**WHAT TO WORK ON**:
Tell how many lines in the following entries include the word "queried", giving the figure alone.

**RECORDED DATA**:
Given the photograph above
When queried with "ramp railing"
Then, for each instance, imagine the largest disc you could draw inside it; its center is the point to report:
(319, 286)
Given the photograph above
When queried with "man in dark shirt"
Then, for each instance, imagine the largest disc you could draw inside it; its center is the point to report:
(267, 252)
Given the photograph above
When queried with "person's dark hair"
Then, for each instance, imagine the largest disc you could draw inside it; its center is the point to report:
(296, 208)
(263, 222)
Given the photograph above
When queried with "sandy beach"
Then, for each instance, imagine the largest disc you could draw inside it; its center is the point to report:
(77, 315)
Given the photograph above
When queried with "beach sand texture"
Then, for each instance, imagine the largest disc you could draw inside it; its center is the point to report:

**SOLUTION TO THIS TASK**:
5